● **Short exercise**
Rewrite everything from the start of the items down through the line "point(477, 273)", swapping "granite countertop" for "marble countertop" and leaving all else unchanged.

● **The records**
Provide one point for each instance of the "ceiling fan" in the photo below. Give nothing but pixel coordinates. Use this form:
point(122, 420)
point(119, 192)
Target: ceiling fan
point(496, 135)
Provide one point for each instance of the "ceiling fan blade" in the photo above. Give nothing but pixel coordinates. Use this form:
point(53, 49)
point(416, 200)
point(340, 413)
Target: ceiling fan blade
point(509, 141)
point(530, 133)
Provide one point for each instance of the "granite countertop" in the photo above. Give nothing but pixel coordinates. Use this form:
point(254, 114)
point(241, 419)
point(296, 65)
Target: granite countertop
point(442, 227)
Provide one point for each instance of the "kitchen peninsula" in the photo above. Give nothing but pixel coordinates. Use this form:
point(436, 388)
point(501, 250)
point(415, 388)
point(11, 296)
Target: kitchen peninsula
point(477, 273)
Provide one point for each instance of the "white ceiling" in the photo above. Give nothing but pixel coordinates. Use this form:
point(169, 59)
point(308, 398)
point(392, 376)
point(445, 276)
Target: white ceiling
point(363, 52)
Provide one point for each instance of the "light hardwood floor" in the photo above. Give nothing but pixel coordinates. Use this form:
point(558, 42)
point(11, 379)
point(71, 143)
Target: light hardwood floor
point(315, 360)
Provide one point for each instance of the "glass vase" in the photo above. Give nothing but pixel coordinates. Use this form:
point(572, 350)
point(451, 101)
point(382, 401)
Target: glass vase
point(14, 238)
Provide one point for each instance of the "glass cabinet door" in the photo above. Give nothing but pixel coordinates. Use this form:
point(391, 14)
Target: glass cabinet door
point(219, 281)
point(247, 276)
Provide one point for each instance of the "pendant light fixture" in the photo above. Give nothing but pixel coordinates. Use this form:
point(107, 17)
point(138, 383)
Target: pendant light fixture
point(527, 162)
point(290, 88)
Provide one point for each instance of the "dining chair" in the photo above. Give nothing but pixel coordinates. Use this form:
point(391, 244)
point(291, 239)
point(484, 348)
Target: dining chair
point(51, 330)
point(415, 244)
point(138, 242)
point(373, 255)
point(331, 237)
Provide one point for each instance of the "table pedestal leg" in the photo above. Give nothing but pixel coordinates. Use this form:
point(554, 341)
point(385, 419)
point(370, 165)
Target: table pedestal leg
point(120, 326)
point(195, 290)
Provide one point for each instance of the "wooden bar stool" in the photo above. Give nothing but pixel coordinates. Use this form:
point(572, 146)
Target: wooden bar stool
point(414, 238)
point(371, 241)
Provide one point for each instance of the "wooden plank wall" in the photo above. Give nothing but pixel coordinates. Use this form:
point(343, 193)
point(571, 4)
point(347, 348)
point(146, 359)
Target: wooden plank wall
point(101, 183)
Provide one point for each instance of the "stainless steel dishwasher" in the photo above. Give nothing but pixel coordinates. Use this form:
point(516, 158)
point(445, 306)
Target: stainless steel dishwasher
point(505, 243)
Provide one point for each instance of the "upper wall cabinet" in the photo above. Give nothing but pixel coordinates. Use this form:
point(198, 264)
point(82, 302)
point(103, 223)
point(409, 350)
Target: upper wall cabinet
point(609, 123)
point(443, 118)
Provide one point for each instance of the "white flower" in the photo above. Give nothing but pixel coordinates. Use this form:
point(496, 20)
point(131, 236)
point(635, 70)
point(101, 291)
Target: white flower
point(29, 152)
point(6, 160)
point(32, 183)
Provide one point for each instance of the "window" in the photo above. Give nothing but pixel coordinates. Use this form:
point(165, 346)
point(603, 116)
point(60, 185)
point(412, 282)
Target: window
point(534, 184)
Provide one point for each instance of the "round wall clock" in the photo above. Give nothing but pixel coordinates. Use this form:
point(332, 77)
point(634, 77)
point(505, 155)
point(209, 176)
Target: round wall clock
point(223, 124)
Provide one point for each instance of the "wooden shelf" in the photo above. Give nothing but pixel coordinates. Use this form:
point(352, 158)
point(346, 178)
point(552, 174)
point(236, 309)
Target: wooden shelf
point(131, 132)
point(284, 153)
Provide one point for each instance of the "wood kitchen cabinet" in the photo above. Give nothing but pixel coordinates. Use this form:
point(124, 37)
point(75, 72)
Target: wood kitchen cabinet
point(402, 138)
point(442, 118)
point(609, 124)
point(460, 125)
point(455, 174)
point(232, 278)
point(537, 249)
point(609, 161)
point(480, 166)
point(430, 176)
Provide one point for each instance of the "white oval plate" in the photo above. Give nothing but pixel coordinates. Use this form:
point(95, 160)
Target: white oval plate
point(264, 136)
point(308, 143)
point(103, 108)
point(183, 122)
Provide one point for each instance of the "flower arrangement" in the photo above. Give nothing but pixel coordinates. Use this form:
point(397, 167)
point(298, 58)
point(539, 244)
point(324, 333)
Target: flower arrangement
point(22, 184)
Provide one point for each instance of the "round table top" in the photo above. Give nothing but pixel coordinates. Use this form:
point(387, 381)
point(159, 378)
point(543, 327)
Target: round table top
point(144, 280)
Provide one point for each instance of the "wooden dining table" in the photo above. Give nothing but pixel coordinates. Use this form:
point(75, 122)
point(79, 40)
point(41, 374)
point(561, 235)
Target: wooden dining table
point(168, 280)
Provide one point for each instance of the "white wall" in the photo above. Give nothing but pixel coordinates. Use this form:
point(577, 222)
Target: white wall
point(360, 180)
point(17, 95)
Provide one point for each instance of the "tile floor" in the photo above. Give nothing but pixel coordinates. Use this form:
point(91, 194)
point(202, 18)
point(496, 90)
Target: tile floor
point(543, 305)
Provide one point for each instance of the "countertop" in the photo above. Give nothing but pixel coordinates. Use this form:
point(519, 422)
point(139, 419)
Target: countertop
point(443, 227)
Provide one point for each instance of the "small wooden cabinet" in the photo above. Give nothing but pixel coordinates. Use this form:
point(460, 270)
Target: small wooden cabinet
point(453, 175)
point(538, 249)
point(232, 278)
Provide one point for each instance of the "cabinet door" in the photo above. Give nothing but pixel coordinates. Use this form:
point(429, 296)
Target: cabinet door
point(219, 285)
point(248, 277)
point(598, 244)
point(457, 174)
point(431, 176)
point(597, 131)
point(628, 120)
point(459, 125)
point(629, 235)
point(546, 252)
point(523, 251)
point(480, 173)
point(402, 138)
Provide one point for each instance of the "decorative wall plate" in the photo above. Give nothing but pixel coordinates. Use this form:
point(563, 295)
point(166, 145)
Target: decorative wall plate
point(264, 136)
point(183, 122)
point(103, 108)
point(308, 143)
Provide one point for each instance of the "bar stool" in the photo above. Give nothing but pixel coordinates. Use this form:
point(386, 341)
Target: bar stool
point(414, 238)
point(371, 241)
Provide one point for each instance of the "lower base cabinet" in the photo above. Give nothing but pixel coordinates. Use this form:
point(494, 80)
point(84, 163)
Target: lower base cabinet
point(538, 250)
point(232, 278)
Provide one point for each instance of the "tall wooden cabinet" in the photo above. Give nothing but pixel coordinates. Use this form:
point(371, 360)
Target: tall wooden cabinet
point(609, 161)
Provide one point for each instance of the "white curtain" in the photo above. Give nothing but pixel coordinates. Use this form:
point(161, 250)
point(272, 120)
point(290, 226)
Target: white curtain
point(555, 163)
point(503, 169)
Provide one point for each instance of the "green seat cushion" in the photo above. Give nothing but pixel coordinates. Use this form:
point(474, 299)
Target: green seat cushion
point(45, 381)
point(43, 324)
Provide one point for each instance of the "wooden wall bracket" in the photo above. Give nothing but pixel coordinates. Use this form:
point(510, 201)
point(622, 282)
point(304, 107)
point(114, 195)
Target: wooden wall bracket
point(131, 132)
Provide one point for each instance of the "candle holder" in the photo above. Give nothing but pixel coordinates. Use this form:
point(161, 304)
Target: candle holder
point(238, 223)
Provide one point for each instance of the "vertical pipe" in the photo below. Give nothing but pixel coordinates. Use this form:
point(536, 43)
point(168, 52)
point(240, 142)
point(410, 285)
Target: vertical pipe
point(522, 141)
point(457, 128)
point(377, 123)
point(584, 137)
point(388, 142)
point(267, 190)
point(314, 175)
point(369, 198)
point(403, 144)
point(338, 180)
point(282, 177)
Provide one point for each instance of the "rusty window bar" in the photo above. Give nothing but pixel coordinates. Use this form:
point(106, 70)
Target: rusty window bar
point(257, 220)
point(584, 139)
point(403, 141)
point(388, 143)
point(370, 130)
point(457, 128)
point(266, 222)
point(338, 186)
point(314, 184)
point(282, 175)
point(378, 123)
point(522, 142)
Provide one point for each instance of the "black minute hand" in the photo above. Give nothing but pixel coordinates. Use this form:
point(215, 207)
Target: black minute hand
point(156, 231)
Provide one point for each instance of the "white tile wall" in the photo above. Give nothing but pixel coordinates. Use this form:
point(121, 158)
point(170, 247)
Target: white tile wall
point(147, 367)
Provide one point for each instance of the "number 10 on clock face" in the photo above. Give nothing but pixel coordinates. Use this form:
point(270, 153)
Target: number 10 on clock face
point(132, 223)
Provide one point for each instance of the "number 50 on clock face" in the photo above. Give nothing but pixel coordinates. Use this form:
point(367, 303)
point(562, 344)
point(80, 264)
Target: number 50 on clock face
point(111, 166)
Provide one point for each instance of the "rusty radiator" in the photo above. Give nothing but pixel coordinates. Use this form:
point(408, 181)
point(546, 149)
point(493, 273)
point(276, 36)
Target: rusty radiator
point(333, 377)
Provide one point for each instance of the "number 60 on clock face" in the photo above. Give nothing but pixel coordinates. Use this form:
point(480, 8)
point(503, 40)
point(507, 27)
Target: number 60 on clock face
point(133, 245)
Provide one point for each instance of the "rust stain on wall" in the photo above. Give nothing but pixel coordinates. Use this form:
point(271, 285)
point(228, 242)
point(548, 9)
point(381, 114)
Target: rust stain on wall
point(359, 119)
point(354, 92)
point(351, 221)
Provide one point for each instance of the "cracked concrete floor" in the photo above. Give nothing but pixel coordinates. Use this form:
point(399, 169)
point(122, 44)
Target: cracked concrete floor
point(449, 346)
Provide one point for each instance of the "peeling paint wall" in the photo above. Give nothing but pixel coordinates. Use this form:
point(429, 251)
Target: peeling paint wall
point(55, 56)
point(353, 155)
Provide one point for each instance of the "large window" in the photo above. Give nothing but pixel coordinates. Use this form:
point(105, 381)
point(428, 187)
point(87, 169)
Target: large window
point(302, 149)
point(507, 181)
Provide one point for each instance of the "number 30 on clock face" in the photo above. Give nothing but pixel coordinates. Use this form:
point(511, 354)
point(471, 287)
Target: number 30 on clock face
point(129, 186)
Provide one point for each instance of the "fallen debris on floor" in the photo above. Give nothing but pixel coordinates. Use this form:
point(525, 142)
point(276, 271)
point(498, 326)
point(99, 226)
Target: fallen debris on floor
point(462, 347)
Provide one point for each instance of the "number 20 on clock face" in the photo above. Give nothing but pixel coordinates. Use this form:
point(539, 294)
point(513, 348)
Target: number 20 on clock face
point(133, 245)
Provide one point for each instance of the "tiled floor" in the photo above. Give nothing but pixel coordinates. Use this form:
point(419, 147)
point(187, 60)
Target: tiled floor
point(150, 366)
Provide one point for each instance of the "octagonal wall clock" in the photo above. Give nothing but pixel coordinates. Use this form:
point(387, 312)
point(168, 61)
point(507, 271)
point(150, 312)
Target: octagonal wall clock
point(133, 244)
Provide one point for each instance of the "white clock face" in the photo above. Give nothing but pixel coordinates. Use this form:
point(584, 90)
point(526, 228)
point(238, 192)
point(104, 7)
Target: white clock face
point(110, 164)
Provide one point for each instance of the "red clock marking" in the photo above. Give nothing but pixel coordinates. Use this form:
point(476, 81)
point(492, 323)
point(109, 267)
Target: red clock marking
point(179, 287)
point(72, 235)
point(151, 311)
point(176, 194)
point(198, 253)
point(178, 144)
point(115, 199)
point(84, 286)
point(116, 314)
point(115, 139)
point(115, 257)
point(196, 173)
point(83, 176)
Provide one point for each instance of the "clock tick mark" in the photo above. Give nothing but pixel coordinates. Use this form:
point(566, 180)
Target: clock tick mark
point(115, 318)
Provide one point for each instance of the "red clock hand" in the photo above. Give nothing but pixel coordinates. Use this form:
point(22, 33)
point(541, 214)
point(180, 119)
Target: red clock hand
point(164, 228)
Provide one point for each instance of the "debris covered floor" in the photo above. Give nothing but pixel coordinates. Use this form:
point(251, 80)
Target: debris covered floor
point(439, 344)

● **Solution to the problem**
Provide one point for each instance of the "ceiling fan" in the photo below. Give nothing but pixel coordinates. Use this form:
point(122, 420)
point(119, 192)
Target: ceiling fan
point(496, 135)
Provide one point for each instance of the "ceiling fan blade" in the photo above. Give nothing but pixel coordinates. Use this form:
point(53, 49)
point(416, 200)
point(340, 413)
Target: ceiling fan blade
point(509, 141)
point(530, 133)
Provide one point for each instance of the "marble countertop" in the photo above. Give nothing but pixel coordinates. Use this form:
point(254, 114)
point(241, 419)
point(296, 65)
Target: marble countertop
point(442, 227)
Provide one point for each instance of the "kitchen peninsula" in the photo above. Give nothing but pixel coordinates. Use this form:
point(436, 388)
point(501, 250)
point(415, 388)
point(11, 296)
Target: kitchen peninsula
point(477, 273)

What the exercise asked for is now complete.